Try it
Please write out all of the entries exactly as they appear.

Supplied records
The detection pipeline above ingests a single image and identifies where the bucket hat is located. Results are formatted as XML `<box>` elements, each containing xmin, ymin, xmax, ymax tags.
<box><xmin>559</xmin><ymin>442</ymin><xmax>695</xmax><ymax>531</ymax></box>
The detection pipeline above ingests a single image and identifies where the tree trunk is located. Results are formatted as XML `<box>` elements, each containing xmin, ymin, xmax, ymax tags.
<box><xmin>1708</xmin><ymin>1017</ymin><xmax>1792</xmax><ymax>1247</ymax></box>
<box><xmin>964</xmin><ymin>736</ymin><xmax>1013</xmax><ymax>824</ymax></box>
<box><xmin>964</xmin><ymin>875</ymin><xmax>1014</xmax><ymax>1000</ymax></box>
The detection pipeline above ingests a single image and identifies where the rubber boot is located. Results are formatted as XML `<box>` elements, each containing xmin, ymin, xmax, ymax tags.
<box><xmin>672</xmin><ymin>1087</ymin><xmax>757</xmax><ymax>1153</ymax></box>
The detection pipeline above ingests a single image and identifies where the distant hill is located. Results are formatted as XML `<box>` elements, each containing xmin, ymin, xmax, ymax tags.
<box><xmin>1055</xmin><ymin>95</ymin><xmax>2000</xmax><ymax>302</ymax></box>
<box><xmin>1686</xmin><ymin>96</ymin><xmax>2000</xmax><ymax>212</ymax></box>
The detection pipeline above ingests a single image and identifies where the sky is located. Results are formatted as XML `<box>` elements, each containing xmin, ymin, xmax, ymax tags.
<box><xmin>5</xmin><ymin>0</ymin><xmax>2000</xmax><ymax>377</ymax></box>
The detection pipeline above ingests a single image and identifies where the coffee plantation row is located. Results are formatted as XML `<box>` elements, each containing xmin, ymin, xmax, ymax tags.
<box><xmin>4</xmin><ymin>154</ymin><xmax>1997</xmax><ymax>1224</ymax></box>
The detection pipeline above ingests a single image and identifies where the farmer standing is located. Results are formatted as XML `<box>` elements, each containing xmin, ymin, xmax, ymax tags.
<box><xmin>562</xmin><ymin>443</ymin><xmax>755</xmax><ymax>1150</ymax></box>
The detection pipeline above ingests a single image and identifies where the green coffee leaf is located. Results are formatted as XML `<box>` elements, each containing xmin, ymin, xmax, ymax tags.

Expected answer
The detection pipeline above ingests a single image and identifies where the bucket hat is located. Results are formatted as XML `<box>` elements, each containing xmin, ymin, xmax, ymax tags.
<box><xmin>559</xmin><ymin>442</ymin><xmax>695</xmax><ymax>531</ymax></box>
The detection pipeline above ingests a single image and identifies where the tree trunk is located. Results are formatted as XML `<box>` elements, each containing xmin, ymin, xmax, ymax tags.
<box><xmin>1708</xmin><ymin>1017</ymin><xmax>1792</xmax><ymax>1247</ymax></box>
<box><xmin>964</xmin><ymin>736</ymin><xmax>1013</xmax><ymax>824</ymax></box>
<box><xmin>964</xmin><ymin>875</ymin><xmax>1014</xmax><ymax>1000</ymax></box>
The detection pipeline above ingests a single image and identifies where the rubber boot is located. Results are formatted as XML `<box>` elements, each containing xmin, ymin, xmax, ymax tags.
<box><xmin>672</xmin><ymin>1087</ymin><xmax>757</xmax><ymax>1153</ymax></box>
The detection pipeline above ingests a single image and identifies where the distant hill is located. Results are formatted as XML `<box>` elements, each containing xmin, ymin, xmax, ymax tags.
<box><xmin>1055</xmin><ymin>95</ymin><xmax>2000</xmax><ymax>302</ymax></box>
<box><xmin>1686</xmin><ymin>96</ymin><xmax>2000</xmax><ymax>212</ymax></box>
The detection pipeline above ingests a single image and identifies where the sky is located. Results are formatted as XML `<box>` elements, each containing xmin, ymin, xmax, ymax tags.
<box><xmin>5</xmin><ymin>0</ymin><xmax>2000</xmax><ymax>377</ymax></box>
The detection pipeline above ingests a single image and identifies where the coffee plantation row is located. Results are formatted as XML `<box>` elements, each containing xmin, ymin, xmax, ymax tags.
<box><xmin>4</xmin><ymin>154</ymin><xmax>1997</xmax><ymax>1224</ymax></box>
The detection pipeline above ingests a single image and identifies where the farmer standing is located. Results are formatted as XML `<box>` elements, each containing xmin, ymin, xmax, ymax tags.
<box><xmin>562</xmin><ymin>443</ymin><xmax>755</xmax><ymax>1150</ymax></box>
The detection pipeline above ingests a single image and identifies where the green coffee leaf is located. Results are formatted as XML `<box>` elements, each containing xmin, ymin, xmax, ymax tags.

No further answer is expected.